Restate the data below word for word. Skip any images it contains.
----
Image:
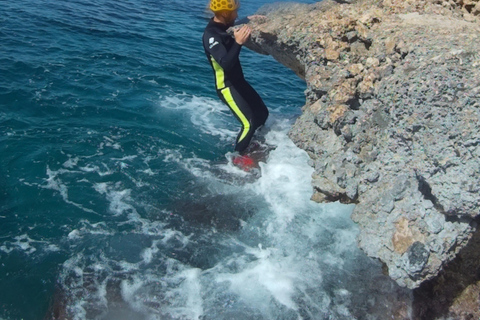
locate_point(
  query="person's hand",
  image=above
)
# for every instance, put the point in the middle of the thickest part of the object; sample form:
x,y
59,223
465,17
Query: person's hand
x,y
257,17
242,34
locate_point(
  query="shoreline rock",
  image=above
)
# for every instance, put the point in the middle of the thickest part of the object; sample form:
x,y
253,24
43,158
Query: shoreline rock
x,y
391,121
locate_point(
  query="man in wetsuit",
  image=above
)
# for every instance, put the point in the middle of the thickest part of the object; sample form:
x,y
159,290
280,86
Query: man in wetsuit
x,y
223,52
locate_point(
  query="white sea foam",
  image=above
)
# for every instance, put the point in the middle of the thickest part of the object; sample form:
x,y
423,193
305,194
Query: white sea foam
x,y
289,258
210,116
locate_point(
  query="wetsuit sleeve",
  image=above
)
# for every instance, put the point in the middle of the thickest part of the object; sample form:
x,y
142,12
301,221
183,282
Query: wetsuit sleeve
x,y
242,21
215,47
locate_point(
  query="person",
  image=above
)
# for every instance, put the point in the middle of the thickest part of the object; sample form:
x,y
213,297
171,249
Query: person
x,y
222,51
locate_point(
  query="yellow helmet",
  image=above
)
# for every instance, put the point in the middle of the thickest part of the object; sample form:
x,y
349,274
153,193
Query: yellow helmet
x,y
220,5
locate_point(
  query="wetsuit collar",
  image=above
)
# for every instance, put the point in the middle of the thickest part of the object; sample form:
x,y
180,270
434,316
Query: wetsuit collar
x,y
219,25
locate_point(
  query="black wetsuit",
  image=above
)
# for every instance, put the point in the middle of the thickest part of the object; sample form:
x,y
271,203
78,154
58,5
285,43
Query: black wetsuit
----
• FINISHED ANSWER:
Image:
locate_point(
  query="person's hand",
  image=above
)
# for every instance, put the point in the middle of the thickest part of the object; sample form:
x,y
59,223
465,17
Query: person's hand
x,y
257,17
242,34
locate_point(
  query="shoreline rock",
  image=above
)
# for every instance, put the point in the middle of the thickest part of the object; sample form:
x,y
253,24
43,158
Query: shoreline rock
x,y
391,121
locate_point(
  query="man in wetsuit",
  image=above
)
# for every instance, put the point in the middle of the thickest part of the object; sample form:
x,y
159,290
280,86
Query: man in wetsuit
x,y
223,52
locate_point(
  query="white sea foam",
  image=above
)
# for every instance, put the point in the middle of the thickest part of the object; sample form:
x,y
423,193
305,194
Query: white sea foam
x,y
289,258
210,116
locate_point(
  query="wetsuit sleeve",
  image=above
)
# for every instance, put the point in the middle of the thickest part of the object; sample form:
x,y
142,12
301,221
183,282
Query: wetsuit sleeve
x,y
242,21
215,47
locate_point(
  query="person",
  image=above
)
# for every instance, put the point in the middle of the thickest part of the object; sample form:
x,y
213,297
171,249
Query: person
x,y
222,51
locate_point(
  query="yellow helmet",
  image=above
)
# for every instance, put the point in the middle of the thickest part of the object; sample form:
x,y
349,274
153,193
Query: yellow helmet
x,y
220,5
locate_point(
  query="wetsuit collar",
  image=above
)
# for every instance, put the point in the middle of the thickest part of the object; sample form:
x,y
180,270
434,316
Query: wetsuit collar
x,y
219,25
locate_point(
  query="black wetsuit",
  image=above
)
# for every instance, put the point in the middle of the thickest part of the object; sample form:
x,y
271,203
78,154
58,5
285,43
Query: black wetsuit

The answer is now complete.